DATA FOR ANALYSIS below:
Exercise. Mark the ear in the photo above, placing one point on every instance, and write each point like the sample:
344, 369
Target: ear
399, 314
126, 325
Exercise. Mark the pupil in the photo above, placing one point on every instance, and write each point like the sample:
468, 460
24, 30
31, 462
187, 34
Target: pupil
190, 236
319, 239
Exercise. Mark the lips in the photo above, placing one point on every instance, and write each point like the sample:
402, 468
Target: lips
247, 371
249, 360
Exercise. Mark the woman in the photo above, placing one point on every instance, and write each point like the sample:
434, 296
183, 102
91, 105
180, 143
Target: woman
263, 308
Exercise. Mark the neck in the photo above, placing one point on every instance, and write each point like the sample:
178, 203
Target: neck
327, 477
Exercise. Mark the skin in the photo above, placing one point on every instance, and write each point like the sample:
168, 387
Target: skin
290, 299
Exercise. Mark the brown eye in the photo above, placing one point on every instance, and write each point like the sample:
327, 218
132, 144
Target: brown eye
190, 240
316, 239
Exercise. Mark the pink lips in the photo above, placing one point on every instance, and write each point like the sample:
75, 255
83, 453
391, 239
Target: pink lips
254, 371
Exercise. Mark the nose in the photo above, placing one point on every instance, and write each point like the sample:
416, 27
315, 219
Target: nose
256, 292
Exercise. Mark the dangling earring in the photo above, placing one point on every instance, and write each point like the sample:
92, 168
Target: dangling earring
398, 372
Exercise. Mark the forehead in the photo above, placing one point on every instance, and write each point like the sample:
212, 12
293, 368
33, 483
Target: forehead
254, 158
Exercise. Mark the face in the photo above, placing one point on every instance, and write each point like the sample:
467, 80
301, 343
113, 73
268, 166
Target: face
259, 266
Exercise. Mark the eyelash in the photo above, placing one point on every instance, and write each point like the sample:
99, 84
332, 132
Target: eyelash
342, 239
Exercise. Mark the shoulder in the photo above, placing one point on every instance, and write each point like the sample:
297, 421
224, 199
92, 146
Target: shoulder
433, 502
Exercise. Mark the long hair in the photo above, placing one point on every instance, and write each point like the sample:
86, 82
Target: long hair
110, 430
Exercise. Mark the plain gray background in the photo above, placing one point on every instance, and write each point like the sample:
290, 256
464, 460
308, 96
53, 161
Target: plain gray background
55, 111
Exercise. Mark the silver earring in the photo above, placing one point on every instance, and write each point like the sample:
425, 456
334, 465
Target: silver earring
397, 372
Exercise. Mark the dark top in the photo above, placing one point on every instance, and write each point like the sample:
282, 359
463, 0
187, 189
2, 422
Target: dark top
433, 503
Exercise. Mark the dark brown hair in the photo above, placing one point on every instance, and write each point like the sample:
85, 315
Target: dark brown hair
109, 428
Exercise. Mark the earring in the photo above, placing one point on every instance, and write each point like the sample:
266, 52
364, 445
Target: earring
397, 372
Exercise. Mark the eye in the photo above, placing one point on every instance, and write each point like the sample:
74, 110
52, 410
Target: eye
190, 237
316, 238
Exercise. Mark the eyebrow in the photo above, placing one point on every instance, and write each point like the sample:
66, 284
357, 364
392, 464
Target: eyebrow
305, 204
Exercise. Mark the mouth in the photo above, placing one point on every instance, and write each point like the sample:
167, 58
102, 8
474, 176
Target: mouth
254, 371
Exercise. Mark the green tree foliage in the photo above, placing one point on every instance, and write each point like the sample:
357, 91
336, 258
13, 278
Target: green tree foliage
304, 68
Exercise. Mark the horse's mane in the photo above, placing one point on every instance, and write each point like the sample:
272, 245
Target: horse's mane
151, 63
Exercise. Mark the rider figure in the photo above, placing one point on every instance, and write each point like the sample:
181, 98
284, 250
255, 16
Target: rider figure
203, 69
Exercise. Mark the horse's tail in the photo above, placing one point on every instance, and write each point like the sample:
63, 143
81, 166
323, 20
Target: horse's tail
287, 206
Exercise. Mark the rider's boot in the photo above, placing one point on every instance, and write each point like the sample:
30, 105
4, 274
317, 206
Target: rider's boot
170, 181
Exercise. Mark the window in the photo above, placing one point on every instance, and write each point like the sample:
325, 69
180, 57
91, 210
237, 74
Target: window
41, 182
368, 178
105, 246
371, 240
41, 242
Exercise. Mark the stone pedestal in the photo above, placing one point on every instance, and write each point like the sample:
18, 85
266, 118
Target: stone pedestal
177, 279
End of DATA FOR ANALYSIS.
● PROBLEM DETAILS
Retype the material exactly.

● RESULT
Exercise. Mark the ear in the photo above, placing one point on every instance, and write each point like the sample:
344, 369
Target: ear
399, 314
126, 325
Exercise. Mark the pupil in the photo above, placing one point on every instance, and write each point like the sample:
468, 460
24, 30
31, 462
187, 34
Target: pupil
190, 236
319, 239
Exercise. Mark the lips in the photo above, placing one point on every instance, and write each point like the sample:
402, 468
Target: lips
247, 371
249, 360
Exercise. Mark the woman in the photo above, placing one point on every instance, and write each point like the sample:
434, 296
183, 102
91, 105
180, 143
Target: woman
263, 308
Exercise. Mark the neck in the photo above, placing one point on every instance, and write each point like the sample:
178, 203
Target: neck
327, 477
Exercise. Mark the skin in the photo above, placing one point on every instance, and write each point like the sample:
168, 387
Target: skin
290, 299
Exercise. Mark the brown eye in the photo above, placing one point on every instance, and write each point like the sample:
327, 218
132, 144
Target: brown eye
190, 240
316, 239
Exercise. Mark the pink lips in the photo above, placing one point on every instance, and write each point like the sample:
75, 255
83, 453
391, 239
Target: pink lips
254, 371
Exercise. Mark the nose in the photo above, placing one point on every instance, and write each point like the sample:
416, 27
315, 219
Target: nose
256, 292
Exercise. Mark the dangling earring in the photo above, placing one point on every instance, and write each point like the sample:
92, 168
Target: dangling earring
398, 372
Exercise. Mark the forehead in the photo above, placing one point on every instance, and write each point like the sample:
212, 12
293, 368
33, 483
Target: forehead
254, 158
Exercise. Mark the face in the photo above, placing one point on every instance, and write each point like the sample:
467, 80
301, 343
113, 73
268, 166
Target: face
259, 266
Exercise. Mark the eyelash in the photo above, placing one point on every instance, and write each point like the sample:
99, 84
332, 132
Target: eyelash
342, 239
Exercise. Mark the shoulder in the photo above, placing one point on every instance, and write each point like the sample:
297, 421
224, 199
92, 146
Target: shoulder
433, 502
Exercise. Mark the long hair in the photo above, placing one point on every instance, and write each point like the sample:
86, 82
Target: long hair
110, 430
Exercise. Mark the plain gray background in the photo above, placing one point on every instance, and write each point like the sample:
290, 256
464, 460
308, 96
53, 161
Target: plain gray background
55, 111
Exercise. Mark the silver earring in the photo above, placing one point on every instance, and write each point like the sample:
425, 456
334, 465
Target: silver earring
397, 372
Exercise. Mark the dark top in the photo above, placing one point on every instance, and write each point like the sample:
282, 359
463, 0
187, 189
2, 422
Target: dark top
433, 503
Exercise. Mark the dark brown hair in the photo above, placing one point on every instance, and write each point like the sample:
85, 315
Target: dark brown hair
109, 428
Exercise. Mark the earring in the photo above, placing one point on every instance, and write each point like the sample:
266, 52
364, 445
Target: earring
397, 372
Exercise. Mark the eye in the photo above, placing one point on every instance, and write each point like the sample:
74, 110
52, 410
Target: eye
190, 237
316, 238
Exercise. Mark the eyebrow in the photo above, placing one point on every instance, and write each point like the sample:
66, 284
357, 364
392, 464
Target: eyebrow
305, 204
Exercise. Mark the mouth in the photo above, placing one point on every instance, and write each point like the sample:
167, 58
102, 8
474, 176
Target: mouth
254, 371
Exercise. Mark the green tree foliage in the photo above, placing one point on every instance, and write each point like the sample:
357, 91
336, 258
13, 278
Target: green tree foliage
304, 68
Exercise. Mark the horse's mane in the photo above, placing one point on every instance, and write each point like the sample:
272, 245
Target: horse's mane
151, 63
Exercise. Mark the rider figure in the photo above, placing one point on every instance, and write each point like the sample:
181, 98
284, 250
255, 16
Target: rider figure
203, 69
Exercise. Mark the horse's tail in the photo above, placing one point on every instance, and write each point like the sample:
63, 143
81, 166
323, 20
Target: horse's tail
287, 206
Exercise. Mark the rider's boot in the photo above, placing one point on every instance, and write each point like the sample:
30, 105
4, 274
317, 206
Target: rider's boot
170, 181
Exercise. Mark the window in the photo above, placing one point on every instance, and write each point like the sample:
325, 69
180, 57
91, 210
237, 74
Target: window
41, 182
368, 178
105, 246
371, 240
41, 242
Exercise. Mark the stone pedestal in the photo above, placing one point on every instance, and write each point like the sample:
18, 85
266, 118
Target: stone pedestal
177, 279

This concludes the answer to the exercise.